■ **Task brief**
How many of the lines below contain the word "floral"? Case counts. Reply with the number alone.

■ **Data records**
——————————
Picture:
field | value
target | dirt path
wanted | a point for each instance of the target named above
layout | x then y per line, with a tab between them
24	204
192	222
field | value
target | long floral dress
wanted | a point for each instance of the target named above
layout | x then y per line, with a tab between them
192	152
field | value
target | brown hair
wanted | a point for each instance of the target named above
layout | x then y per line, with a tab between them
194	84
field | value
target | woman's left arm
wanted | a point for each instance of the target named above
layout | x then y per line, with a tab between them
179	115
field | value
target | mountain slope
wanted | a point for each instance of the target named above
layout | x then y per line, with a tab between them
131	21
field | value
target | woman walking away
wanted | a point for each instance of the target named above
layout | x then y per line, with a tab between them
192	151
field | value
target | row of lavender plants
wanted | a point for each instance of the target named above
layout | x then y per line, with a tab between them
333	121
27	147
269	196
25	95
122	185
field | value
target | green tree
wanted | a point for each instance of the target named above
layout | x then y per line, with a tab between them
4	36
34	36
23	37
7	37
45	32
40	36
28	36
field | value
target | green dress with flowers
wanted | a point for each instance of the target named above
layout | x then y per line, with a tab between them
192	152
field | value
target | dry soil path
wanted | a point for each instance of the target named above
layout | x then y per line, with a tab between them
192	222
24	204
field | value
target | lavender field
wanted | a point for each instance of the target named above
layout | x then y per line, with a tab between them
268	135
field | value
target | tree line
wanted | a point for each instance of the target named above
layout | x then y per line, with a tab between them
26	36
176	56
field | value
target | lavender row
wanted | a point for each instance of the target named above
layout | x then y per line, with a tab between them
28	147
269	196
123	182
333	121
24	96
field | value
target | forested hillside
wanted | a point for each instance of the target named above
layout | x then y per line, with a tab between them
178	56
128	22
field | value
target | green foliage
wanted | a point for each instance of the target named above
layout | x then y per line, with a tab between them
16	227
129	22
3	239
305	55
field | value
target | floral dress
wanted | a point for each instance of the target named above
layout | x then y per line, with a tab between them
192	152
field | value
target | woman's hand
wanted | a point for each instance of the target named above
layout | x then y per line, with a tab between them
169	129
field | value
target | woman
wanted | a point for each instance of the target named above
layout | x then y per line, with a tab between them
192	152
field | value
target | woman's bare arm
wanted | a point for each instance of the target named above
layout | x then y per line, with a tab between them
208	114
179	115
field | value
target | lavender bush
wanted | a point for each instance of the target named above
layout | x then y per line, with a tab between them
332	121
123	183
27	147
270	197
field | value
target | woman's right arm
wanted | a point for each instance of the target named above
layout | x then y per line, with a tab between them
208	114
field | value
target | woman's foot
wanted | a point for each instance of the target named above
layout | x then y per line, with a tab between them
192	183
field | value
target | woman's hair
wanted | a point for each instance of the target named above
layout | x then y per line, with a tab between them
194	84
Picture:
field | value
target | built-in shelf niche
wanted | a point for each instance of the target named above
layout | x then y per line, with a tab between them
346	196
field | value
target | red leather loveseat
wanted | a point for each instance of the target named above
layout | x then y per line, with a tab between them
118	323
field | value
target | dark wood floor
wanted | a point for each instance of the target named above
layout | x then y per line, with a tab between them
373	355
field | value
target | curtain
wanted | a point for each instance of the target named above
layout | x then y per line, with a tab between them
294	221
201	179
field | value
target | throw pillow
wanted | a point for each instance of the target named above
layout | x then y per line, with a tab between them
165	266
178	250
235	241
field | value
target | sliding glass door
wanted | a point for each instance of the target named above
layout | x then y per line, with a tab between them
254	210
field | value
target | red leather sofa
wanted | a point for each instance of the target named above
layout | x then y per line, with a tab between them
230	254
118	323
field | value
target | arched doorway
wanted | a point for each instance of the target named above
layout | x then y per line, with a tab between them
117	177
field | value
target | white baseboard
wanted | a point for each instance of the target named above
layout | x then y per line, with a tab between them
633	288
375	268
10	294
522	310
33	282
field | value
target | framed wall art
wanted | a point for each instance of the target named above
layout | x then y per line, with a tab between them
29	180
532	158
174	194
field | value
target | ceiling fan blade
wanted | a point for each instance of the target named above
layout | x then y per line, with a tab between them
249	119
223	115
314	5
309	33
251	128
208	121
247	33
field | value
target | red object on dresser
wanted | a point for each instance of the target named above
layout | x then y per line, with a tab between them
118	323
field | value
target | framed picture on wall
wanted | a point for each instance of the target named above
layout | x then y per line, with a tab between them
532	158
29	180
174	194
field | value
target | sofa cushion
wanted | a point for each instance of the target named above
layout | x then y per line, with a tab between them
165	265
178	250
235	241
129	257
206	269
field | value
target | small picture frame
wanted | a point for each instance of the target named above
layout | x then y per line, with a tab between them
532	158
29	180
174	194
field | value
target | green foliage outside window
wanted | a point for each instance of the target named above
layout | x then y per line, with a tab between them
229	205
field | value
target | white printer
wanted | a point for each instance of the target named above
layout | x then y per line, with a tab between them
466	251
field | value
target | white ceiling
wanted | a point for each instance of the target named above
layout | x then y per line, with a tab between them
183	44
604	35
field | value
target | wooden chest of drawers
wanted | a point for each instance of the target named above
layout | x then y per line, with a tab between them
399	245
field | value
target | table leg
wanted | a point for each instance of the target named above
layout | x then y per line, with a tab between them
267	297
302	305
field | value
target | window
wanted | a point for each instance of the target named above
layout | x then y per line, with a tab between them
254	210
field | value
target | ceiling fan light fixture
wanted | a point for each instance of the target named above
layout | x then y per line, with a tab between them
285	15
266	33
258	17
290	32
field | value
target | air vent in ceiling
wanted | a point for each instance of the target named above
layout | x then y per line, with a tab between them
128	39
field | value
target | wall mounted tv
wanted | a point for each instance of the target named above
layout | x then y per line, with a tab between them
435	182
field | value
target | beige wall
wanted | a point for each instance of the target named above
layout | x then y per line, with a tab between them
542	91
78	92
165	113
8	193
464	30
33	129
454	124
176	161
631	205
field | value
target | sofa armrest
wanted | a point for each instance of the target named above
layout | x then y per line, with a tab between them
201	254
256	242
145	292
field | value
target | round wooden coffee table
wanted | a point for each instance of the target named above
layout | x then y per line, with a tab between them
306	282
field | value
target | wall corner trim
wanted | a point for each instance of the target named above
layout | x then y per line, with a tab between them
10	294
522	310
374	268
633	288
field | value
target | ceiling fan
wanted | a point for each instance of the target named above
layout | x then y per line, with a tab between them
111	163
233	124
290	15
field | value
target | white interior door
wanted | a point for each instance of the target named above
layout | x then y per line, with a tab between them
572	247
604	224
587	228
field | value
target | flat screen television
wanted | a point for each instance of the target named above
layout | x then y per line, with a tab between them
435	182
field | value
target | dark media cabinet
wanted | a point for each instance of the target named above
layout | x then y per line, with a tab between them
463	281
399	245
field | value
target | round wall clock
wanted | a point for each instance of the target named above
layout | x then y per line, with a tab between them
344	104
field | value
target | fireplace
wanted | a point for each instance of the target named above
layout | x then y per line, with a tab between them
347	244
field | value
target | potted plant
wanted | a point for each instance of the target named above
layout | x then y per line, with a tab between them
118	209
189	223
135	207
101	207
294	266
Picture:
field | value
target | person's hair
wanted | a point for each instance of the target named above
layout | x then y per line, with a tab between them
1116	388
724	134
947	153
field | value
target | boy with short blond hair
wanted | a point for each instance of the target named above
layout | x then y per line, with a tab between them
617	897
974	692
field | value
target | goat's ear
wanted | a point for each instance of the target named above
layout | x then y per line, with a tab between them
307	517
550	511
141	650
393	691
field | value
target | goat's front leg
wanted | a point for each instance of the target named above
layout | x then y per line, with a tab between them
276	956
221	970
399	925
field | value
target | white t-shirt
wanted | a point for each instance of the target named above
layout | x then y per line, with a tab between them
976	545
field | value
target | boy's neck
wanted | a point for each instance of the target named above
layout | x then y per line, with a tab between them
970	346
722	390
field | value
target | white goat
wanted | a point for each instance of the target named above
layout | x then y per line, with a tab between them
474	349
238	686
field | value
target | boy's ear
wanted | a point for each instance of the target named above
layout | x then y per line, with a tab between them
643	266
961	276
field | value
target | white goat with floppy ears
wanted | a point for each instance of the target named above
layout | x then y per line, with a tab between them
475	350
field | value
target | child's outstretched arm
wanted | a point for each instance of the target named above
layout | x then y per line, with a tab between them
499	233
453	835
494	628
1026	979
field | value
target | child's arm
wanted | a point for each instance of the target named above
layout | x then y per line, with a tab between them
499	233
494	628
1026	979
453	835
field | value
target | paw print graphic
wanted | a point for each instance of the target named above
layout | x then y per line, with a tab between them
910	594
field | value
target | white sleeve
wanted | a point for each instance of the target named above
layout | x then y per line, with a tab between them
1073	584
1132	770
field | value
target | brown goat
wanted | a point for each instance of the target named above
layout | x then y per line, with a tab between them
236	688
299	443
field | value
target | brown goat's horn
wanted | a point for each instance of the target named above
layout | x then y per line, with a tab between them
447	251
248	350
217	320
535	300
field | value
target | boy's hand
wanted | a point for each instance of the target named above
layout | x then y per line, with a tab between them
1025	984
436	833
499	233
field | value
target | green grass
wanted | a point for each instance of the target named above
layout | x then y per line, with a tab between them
——————————
■ **Expected answer**
2